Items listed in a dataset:
[Start of Attachment]
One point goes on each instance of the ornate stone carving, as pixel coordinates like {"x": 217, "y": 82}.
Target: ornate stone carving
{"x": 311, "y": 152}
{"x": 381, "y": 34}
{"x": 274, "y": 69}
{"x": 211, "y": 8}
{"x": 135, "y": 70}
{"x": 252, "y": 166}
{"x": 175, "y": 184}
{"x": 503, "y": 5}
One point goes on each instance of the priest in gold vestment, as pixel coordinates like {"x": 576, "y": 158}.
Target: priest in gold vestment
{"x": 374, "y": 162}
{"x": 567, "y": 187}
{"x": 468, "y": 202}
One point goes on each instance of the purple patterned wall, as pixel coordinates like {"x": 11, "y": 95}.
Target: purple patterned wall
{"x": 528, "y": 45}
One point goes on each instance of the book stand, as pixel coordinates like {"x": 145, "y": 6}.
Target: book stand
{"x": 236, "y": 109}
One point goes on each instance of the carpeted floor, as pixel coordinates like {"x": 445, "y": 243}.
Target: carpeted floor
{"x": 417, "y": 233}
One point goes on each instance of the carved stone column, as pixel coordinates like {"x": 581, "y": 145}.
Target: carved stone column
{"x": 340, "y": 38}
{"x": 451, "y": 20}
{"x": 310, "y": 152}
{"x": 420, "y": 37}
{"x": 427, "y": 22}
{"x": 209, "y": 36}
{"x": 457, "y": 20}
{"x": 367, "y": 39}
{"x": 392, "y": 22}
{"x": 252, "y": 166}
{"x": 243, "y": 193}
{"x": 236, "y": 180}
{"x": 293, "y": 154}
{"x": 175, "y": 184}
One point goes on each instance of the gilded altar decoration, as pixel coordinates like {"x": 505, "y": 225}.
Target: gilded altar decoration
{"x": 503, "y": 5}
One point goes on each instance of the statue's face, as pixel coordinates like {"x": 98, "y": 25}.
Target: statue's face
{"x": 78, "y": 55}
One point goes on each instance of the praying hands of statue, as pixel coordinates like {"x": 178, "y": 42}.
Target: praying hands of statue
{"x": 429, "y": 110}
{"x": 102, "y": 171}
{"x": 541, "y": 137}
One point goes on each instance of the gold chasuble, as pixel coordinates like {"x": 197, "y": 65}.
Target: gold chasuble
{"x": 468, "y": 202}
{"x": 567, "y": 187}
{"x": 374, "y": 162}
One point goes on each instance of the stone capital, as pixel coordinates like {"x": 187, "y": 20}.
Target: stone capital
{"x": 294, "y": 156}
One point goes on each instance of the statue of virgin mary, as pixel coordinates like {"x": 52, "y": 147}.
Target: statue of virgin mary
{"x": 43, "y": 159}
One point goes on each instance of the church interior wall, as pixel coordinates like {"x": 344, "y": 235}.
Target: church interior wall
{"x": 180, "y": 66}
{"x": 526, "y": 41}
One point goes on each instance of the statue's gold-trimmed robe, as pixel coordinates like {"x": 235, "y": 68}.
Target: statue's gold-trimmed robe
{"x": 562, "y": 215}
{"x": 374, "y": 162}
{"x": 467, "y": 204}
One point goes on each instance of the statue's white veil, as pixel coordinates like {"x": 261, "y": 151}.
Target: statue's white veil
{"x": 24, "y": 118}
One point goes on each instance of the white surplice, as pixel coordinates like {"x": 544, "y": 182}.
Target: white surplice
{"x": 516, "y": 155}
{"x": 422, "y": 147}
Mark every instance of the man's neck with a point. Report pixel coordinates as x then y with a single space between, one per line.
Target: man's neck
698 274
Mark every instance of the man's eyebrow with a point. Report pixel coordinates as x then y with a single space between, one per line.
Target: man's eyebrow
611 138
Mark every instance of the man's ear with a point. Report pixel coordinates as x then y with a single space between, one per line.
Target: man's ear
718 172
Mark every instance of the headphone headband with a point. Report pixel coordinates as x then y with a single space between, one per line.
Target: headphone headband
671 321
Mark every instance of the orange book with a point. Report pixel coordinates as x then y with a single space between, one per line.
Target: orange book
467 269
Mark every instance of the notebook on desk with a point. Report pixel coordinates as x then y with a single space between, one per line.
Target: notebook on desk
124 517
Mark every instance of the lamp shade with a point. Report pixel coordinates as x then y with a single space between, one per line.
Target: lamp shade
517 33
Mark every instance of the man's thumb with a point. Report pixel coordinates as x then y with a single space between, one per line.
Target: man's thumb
[End of Attachment]
Task statement: The data above should be returned exactly as written.

Answer:
One point goes on each instance of the ornate stone carving, as pixel coordinates like {"x": 217, "y": 82}.
Target: ornate stone carving
{"x": 311, "y": 152}
{"x": 381, "y": 34}
{"x": 274, "y": 69}
{"x": 211, "y": 8}
{"x": 135, "y": 70}
{"x": 252, "y": 166}
{"x": 175, "y": 184}
{"x": 503, "y": 5}
One point goes on each instance of the priest in gold vestment, as pixel coordinates like {"x": 576, "y": 158}.
Target: priest in gold vestment
{"x": 374, "y": 162}
{"x": 567, "y": 187}
{"x": 468, "y": 202}
One point goes on each instance of the purple patterned wall, as pixel coordinates like {"x": 11, "y": 95}.
Target: purple patterned wall
{"x": 528, "y": 45}
One point goes on each instance of the book stand, as pixel coordinates like {"x": 145, "y": 6}.
Target: book stand
{"x": 236, "y": 109}
One point goes on each instance of the carpeted floor, as pixel coordinates like {"x": 445, "y": 243}.
Target: carpeted floor
{"x": 417, "y": 233}
One point goes on each instance of the carved stone column, as pixel coordinates like {"x": 581, "y": 145}.
Target: carved stone column
{"x": 340, "y": 38}
{"x": 451, "y": 20}
{"x": 310, "y": 152}
{"x": 420, "y": 37}
{"x": 427, "y": 22}
{"x": 209, "y": 36}
{"x": 457, "y": 20}
{"x": 367, "y": 39}
{"x": 392, "y": 22}
{"x": 252, "y": 166}
{"x": 243, "y": 193}
{"x": 236, "y": 180}
{"x": 293, "y": 154}
{"x": 175, "y": 184}
One point goes on each instance of the gilded altar decoration, as pixel coordinates like {"x": 505, "y": 225}.
Target: gilded altar decoration
{"x": 503, "y": 5}
One point goes on each instance of the statue's face, as pixel coordinates like {"x": 98, "y": 25}.
Target: statue's face
{"x": 78, "y": 55}
One point goes on each instance of the praying hands of statue, as pixel coordinates like {"x": 178, "y": 42}.
Target: praying hands of statue
{"x": 429, "y": 110}
{"x": 102, "y": 171}
{"x": 541, "y": 137}
One point goes on each instance of the gold chasuble, as pixel coordinates like {"x": 197, "y": 65}.
Target: gold chasuble
{"x": 468, "y": 202}
{"x": 567, "y": 187}
{"x": 374, "y": 162}
One point goes on each instance of the stone capital, as pixel coordinates like {"x": 187, "y": 20}.
Target: stone capital
{"x": 294, "y": 156}
One point goes on each instance of the statue of virgin mary, as pixel coordinates like {"x": 52, "y": 147}.
Target: statue of virgin mary
{"x": 43, "y": 159}
One point goes on each instance of the church interior wall, as pixel coordinates like {"x": 344, "y": 235}.
Target: church interior wall
{"x": 180, "y": 66}
{"x": 526, "y": 41}
One point goes on each instance of the statue's gold-trimmed robe, as pixel coordinates like {"x": 235, "y": 68}.
Target: statue's gold-trimmed robe
{"x": 562, "y": 215}
{"x": 374, "y": 162}
{"x": 467, "y": 204}
One point goes on each instance of the statue's white veil, as pixel coordinates like {"x": 261, "y": 151}.
Target: statue's white veil
{"x": 24, "y": 118}
One point goes on each instance of the white surplice, as pixel coordinates like {"x": 544, "y": 182}.
Target: white surplice
{"x": 516, "y": 155}
{"x": 422, "y": 147}
Mark every instance of the man's neck with a point. Report pixel coordinates as x then y with a single space between, one per line.
Target: man's neck
698 274
Mark every instance of the man's eyebrow with a point. Report pixel coordinates as x then y with a single space between, one per line.
Target: man's eyebrow
611 138
Mark every instance of the man's ear with a point. Report pixel coordinates as x then y with a single space between, one per line.
Target: man's ear
718 172
Mark every instance of the headphone headband with a point. Report pixel coordinates as x then y with a single space between, one per line.
Target: headphone headband
671 321
Mark every instance of the orange book with a point. Report pixel coordinates as x then y with a single space between, one per line.
Target: orange book
467 269
Mark every instance of the notebook on desk with a point. Report pixel coordinates as x then y with a single space between, one per line.
Target: notebook on desk
124 517
Mark every instance of the lamp shade with a point. Report pixel coordinates as x then y with a single space between, one per line.
Target: lamp shade
517 33
Mark every instance of the man's thumb with a point. Report pixel coordinates as x then y with a single space between, one per line.
Target: man's thumb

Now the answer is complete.